• Request:
Collect every line in the records below that contains the word "pantry", treating uppercase and lowercase as different.

★ ★ ★

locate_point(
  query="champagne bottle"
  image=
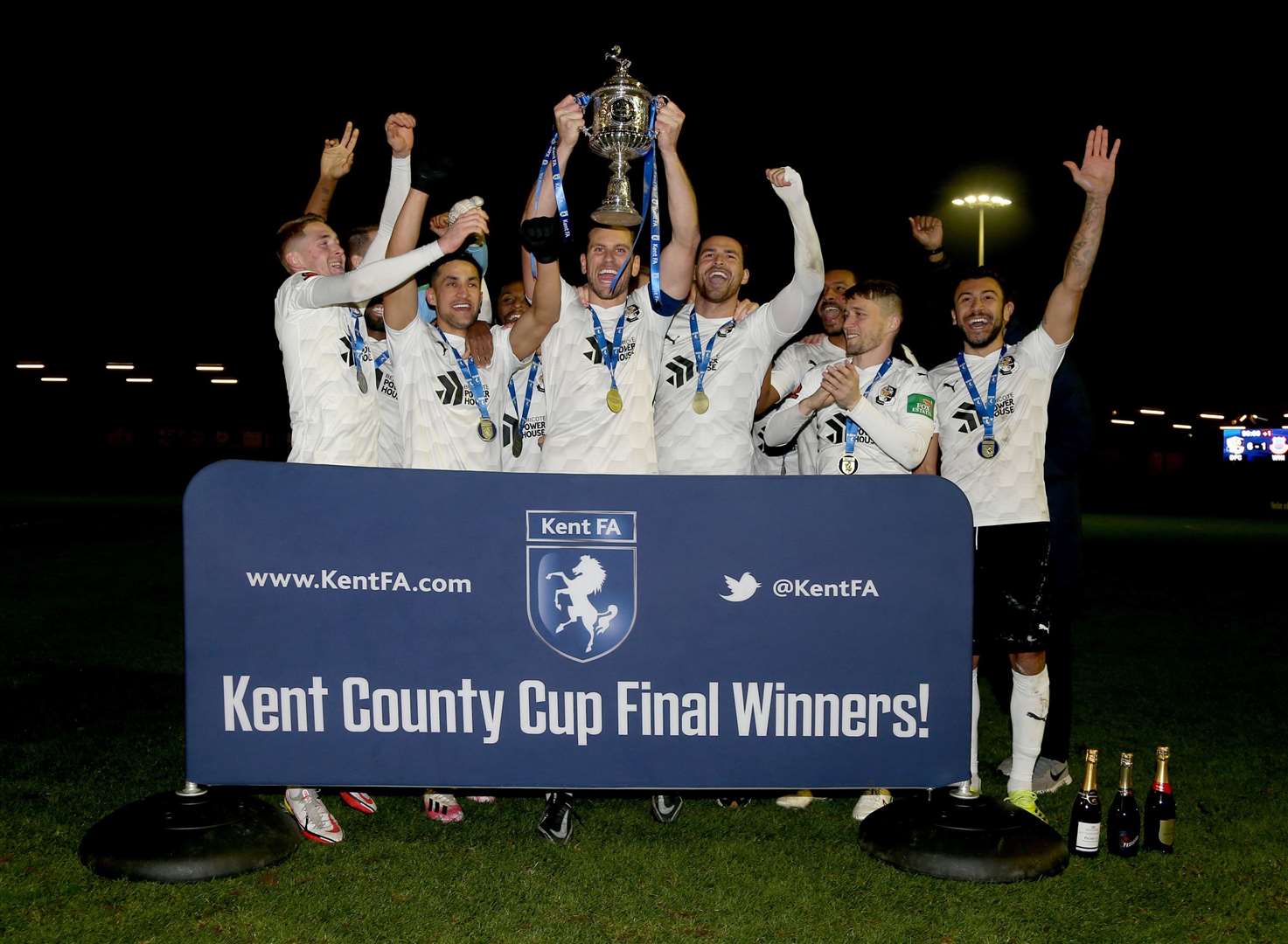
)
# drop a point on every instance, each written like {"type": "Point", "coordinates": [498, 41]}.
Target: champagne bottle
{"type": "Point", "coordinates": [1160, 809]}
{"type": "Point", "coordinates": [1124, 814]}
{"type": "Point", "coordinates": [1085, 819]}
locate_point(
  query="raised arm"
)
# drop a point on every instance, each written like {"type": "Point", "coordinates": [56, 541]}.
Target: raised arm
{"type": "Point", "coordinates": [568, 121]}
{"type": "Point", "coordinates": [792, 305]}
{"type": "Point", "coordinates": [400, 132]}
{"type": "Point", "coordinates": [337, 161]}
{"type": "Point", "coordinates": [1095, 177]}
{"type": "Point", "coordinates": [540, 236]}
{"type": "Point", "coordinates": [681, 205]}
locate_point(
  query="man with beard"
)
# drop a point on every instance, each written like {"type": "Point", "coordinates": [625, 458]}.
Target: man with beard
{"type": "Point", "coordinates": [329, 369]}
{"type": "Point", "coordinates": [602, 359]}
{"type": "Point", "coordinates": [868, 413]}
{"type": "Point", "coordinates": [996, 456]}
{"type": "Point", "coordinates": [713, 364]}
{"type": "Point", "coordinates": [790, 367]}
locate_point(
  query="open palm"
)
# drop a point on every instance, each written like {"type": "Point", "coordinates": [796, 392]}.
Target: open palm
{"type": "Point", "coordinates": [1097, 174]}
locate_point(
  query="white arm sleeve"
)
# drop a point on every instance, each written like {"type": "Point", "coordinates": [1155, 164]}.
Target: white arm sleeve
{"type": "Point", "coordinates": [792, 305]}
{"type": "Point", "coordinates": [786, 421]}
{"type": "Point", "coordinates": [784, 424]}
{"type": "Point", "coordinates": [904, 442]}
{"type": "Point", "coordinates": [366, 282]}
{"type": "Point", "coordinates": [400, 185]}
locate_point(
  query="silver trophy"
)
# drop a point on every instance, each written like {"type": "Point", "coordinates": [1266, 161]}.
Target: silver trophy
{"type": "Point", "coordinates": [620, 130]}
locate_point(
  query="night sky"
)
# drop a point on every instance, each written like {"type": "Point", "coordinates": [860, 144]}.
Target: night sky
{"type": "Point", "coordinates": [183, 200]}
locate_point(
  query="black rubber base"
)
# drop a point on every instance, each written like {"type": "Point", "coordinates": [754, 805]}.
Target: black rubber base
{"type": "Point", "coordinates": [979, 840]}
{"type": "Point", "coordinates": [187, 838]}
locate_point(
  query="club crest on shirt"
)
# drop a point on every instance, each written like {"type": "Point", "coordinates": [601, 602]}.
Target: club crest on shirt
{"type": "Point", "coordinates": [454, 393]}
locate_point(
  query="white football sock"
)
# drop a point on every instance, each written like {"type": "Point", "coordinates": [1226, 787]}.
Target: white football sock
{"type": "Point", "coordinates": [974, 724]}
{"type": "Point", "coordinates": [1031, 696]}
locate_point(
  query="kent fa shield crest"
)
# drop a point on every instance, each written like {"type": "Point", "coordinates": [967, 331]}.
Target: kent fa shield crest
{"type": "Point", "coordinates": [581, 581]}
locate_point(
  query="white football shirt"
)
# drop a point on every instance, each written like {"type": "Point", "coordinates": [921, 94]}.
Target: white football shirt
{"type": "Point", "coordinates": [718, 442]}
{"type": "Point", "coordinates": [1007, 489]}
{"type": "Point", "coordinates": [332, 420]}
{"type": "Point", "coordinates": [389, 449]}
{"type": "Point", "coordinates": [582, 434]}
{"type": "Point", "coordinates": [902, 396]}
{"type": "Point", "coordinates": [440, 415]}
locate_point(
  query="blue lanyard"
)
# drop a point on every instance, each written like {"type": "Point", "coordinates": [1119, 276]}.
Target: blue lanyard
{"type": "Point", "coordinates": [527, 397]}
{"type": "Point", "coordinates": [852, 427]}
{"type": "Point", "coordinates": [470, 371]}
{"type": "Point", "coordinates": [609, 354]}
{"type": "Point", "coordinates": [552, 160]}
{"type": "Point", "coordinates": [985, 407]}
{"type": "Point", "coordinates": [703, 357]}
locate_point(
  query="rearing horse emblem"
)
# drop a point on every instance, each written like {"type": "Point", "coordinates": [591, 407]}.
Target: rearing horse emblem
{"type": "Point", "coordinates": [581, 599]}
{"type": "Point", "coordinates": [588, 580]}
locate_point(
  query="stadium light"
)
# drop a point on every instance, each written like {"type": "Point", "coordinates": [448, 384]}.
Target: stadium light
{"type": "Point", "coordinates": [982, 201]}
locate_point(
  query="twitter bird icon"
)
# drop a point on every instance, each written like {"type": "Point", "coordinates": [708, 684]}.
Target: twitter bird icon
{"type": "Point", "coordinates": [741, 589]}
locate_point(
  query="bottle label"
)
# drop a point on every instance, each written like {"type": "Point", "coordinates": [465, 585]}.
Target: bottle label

★ ★ ★

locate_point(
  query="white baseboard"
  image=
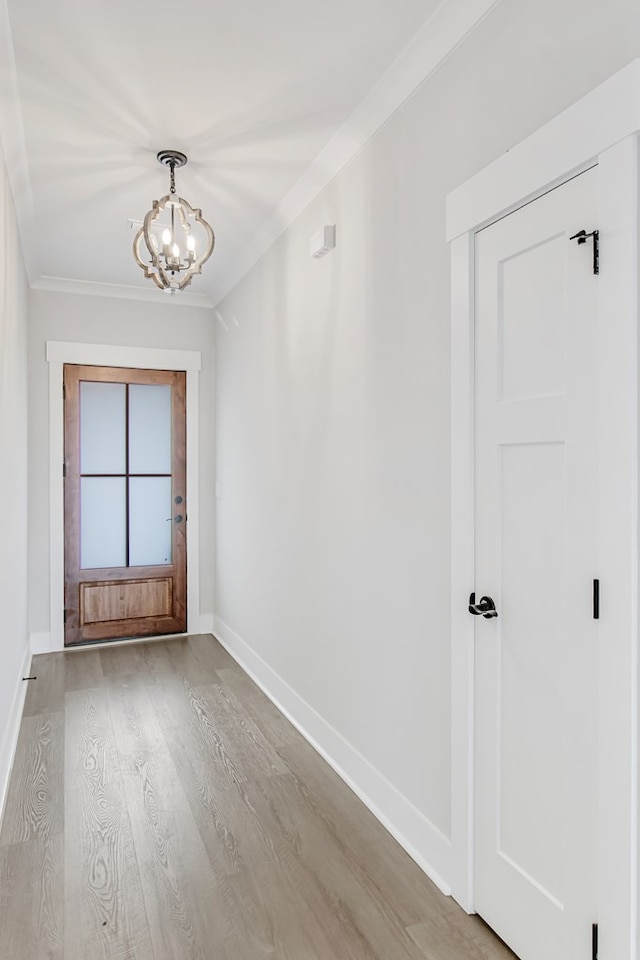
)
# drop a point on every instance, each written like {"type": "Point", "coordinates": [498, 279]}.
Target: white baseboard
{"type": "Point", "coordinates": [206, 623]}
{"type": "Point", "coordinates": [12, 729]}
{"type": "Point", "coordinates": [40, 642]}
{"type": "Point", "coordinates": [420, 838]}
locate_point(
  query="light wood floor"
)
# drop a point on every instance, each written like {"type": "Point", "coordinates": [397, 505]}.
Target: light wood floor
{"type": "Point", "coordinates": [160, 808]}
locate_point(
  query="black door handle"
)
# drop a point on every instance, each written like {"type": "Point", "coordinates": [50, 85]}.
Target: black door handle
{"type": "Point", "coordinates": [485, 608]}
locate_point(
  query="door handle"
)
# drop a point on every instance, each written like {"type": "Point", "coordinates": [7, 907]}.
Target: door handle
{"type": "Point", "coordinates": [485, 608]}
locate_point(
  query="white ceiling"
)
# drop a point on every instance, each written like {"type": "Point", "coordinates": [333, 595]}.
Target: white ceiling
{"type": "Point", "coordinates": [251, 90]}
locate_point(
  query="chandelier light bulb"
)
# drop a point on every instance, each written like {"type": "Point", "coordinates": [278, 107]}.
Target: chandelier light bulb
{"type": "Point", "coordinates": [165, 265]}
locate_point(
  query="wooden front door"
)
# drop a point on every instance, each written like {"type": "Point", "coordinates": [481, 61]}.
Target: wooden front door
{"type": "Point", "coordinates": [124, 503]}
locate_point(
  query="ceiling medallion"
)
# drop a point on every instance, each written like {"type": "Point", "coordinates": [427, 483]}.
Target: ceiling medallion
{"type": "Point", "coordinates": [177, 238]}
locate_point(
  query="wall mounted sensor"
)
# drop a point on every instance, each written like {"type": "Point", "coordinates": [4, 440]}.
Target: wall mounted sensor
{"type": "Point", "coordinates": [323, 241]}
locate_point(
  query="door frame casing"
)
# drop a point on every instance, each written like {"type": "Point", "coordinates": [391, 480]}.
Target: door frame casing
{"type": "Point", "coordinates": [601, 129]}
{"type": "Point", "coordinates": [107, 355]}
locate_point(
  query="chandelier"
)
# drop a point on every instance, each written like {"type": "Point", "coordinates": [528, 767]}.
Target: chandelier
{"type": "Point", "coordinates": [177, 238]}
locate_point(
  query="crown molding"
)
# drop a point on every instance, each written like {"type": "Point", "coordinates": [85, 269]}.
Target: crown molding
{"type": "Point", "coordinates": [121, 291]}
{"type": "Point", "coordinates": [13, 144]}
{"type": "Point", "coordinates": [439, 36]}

★ ★ ★

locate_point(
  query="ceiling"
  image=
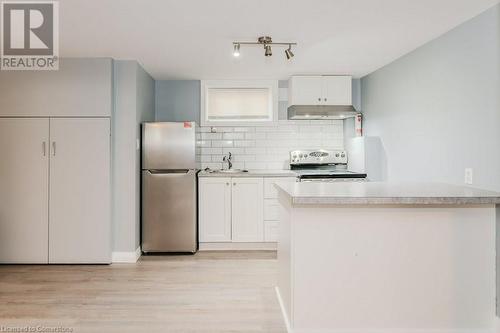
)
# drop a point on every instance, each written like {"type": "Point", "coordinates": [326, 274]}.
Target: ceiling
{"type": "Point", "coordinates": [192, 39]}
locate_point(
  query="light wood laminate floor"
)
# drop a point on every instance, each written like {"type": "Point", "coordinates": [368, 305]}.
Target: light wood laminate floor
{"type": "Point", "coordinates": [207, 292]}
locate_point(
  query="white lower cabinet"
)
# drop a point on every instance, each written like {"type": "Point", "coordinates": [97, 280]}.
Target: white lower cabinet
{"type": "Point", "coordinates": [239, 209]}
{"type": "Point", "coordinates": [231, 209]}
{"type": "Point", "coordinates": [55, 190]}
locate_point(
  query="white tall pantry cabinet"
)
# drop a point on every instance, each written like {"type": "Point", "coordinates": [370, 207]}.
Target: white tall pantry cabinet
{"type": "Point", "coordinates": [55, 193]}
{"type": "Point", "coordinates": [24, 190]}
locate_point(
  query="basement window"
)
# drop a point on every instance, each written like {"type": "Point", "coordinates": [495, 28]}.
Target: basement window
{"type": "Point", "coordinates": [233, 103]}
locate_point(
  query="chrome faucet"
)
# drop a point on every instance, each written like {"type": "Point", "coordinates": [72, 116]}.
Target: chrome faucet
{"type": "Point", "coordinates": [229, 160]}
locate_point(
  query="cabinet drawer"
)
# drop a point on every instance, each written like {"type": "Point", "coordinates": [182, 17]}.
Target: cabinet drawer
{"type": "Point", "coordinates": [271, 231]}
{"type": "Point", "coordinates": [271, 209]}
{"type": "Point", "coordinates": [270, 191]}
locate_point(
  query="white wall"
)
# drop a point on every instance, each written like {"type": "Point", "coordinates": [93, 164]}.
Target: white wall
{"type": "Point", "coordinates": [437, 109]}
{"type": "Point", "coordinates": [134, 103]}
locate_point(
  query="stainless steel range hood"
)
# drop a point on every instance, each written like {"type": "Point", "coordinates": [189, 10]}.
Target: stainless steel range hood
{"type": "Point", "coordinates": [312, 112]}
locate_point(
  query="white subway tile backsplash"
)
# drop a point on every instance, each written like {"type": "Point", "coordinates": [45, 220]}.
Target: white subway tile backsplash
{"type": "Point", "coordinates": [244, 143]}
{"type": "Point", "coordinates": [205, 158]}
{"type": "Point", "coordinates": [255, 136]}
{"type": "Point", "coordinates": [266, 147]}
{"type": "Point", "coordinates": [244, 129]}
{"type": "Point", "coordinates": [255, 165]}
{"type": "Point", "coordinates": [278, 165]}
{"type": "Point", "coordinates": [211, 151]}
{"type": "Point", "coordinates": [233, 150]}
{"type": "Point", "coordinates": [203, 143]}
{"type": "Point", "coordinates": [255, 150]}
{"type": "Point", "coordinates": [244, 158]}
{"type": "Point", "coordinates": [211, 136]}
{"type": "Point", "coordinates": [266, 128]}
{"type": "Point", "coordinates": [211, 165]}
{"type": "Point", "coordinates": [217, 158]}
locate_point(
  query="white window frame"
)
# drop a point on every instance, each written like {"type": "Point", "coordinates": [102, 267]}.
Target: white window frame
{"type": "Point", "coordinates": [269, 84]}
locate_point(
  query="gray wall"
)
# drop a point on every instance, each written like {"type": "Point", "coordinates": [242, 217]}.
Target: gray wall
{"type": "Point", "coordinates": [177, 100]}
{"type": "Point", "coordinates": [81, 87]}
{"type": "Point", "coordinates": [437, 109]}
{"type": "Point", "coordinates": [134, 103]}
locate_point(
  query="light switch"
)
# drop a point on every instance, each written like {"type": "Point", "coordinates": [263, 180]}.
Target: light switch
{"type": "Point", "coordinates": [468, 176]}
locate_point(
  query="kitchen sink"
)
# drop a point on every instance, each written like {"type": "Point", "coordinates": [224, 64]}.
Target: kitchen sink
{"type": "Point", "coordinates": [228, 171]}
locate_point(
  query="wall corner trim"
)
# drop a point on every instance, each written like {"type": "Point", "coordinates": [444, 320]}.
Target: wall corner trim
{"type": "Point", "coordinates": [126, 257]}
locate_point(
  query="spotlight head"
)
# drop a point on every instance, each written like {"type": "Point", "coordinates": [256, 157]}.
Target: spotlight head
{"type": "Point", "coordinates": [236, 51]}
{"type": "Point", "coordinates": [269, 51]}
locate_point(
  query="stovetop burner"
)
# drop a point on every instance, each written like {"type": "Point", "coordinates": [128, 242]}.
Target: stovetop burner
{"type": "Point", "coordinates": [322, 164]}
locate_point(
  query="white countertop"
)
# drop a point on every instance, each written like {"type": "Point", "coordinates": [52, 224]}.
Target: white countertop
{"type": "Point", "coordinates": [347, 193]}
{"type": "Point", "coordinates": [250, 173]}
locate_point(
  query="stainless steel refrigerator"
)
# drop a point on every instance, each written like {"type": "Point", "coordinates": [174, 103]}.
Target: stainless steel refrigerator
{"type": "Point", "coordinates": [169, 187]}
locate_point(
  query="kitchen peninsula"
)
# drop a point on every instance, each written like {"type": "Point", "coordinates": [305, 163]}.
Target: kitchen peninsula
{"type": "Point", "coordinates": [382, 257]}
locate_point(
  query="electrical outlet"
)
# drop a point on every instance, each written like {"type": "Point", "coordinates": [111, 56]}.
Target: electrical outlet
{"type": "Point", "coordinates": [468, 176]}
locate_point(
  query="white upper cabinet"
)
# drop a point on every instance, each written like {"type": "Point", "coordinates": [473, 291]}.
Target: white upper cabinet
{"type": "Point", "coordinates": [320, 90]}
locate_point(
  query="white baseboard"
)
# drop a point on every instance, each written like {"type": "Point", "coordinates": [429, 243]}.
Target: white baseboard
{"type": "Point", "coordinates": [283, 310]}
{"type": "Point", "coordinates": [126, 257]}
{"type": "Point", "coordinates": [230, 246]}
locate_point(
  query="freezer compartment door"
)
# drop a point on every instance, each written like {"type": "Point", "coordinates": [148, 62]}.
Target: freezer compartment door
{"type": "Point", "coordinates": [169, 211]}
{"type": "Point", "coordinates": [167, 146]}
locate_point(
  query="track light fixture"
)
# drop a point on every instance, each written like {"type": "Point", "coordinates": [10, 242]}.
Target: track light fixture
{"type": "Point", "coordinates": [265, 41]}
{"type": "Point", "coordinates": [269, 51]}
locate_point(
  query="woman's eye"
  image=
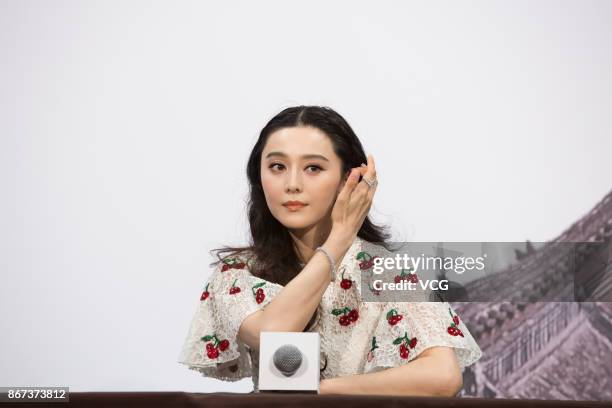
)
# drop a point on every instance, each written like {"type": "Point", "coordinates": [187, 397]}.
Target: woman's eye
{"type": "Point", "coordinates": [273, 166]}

★ ★ ★

• Exercise result:
  query="white tall pantry cabinet"
Target: white tall pantry cabinet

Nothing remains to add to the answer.